— TEXT —
When we started work on the design of the new LONGWAVE branded boards, we assumed from the beginning that activities would take place in two areas. One concerned the design of the top, and the other concerned the trucks - the mechanical structure that enables the board to be ridden.

From Tom's design brief, it was clear that the board was to be geared towards landsurfing, i.e. enabling a surf-like riding style. Its longer variant had the potential to be a so-called 'longboard', on which much higher speeds are usually achieved than on classic, shorter skateboards. When planning the development of the truck for the new LONGWAVE boards, we assumed a phase of testing solutions available on the market. During this phase, we noticed one common feature - all the trucks tested did not allow us to enjoy riding at higher speeds. This was due to their design - they were very wobbly and had a lot of twistiness. The challenge was to design the new solution in such a way that it would provide the user with more than just a reproduction of the movements typical of surfing. Our aim became to create a system that would allow the user to switch into a mode that would allow higher speeds on a suitably rigid structure.

— Dataset rows —
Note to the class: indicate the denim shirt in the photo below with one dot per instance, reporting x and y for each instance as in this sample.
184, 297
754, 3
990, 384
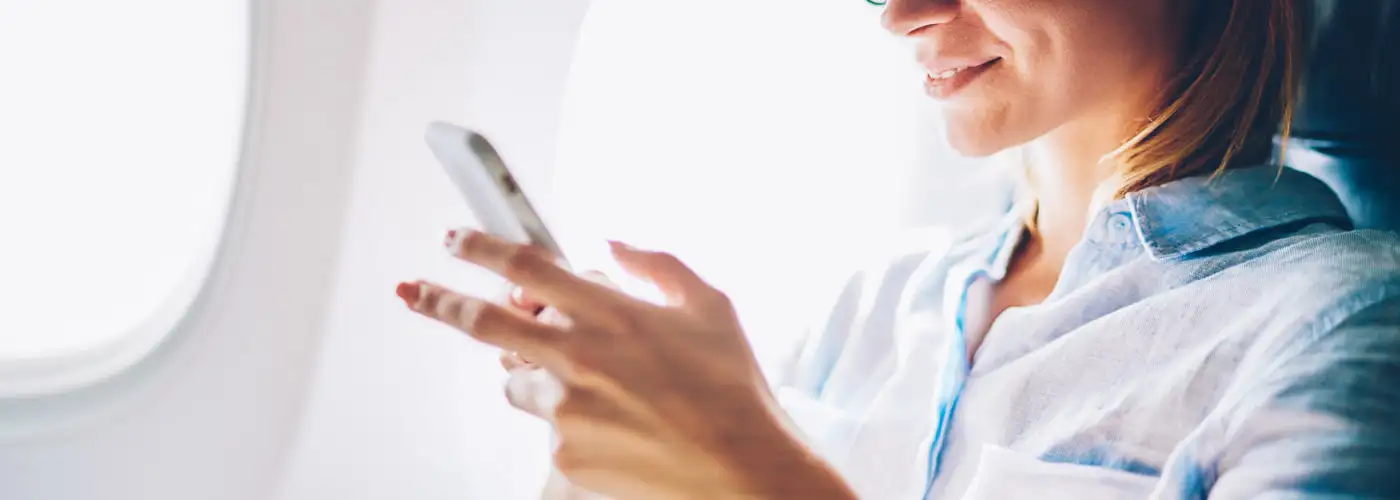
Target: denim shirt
1224, 338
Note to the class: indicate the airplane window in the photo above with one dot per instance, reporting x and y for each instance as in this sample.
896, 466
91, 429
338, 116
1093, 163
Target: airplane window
121, 126
766, 143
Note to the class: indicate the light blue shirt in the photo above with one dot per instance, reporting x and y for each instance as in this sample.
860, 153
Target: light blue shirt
1227, 338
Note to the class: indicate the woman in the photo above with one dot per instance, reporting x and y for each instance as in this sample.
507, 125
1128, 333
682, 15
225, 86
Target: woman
1169, 315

— WHAT YOU ARE ASKED TO DO —
Write the next part of the text about designing the LONGWAVE boards, picking up right after its final sentence. The rows are separate material and have no connection to the text about the LONGWAVE board design.

— TASK ANSWER —
 

TRUCK WITH TWO DRIVING MODES

The tests were successful and the results showed that a truck with two different driving modes could be designed and manufactured. Knowing this, we were able to tackle the development of the kinematics. Seeing that not everything was yet invented in this matter, we started to work on a compact solution that would integrate the spring and the new bracing method into the truck itself. The challenge was to design an easy-to-use system to switch from a landsurfing style of riding to a more static one suited to urban conditions. The lessons learned from this stage led us to the first concept that met the requirements of both riding styles.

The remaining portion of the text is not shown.